# Start of MATERIAL SUPPLIED
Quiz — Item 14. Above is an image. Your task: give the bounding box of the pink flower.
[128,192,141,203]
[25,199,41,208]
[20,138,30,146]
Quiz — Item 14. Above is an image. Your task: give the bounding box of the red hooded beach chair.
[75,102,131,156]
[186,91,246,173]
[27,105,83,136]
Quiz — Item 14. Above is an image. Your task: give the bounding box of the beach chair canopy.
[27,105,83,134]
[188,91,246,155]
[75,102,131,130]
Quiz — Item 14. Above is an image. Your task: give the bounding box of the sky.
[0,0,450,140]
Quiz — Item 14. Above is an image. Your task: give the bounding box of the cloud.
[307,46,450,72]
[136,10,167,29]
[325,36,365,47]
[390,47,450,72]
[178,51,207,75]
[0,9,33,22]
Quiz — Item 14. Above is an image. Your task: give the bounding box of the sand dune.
# End of MATERIAL SUPPLIED
# Start of MATERIAL SUPPLIED
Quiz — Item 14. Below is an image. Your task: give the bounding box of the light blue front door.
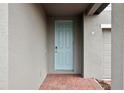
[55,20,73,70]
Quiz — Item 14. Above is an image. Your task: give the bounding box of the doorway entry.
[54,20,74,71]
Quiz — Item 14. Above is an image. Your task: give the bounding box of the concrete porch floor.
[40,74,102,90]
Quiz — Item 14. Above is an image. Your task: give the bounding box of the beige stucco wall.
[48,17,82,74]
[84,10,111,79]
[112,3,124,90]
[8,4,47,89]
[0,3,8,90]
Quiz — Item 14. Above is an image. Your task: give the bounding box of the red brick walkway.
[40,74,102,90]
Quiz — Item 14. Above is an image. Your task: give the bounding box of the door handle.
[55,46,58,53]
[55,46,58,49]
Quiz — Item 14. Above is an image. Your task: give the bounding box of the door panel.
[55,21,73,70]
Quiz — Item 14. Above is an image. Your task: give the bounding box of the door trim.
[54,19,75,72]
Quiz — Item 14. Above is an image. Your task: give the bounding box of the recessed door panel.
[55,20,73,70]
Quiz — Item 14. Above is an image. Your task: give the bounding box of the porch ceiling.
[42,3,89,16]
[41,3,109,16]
# End of MATERIAL SUPPLIED
**WHAT THE EXERCISE ASKS**. Copy the lines of the items above without any change, starting at the line that contains "the pink flower." and stopping after the line that contains "the sand dune.".

**THE SOLUTION**.
Quiz — Item 14. Above is an image. Your task: give the bounding box of the pink flower.
[128,192,141,203]
[25,199,41,208]
[20,138,30,146]
Quiz — Item 14. Above is an image. Your task: give the bounding box of the red hooded beach chair.
[75,102,131,156]
[186,91,246,173]
[27,105,83,136]
Quiz — Item 14. Above is an image. Your task: give the bounding box of the beach chair canopy.
[27,105,83,134]
[188,91,246,155]
[75,102,131,130]
Quiz — Item 14. Above is an image. Your task: give the bounding box of the sky.
[0,0,450,140]
Quiz — Item 14. Above is an image. Your task: give the bounding box of the cloud.
[307,46,450,72]
[136,10,167,29]
[325,36,365,47]
[390,47,450,72]
[178,51,207,75]
[0,9,33,22]
Quiz — Item 14. Above is an image. Your task: give the bounding box of the sand dune.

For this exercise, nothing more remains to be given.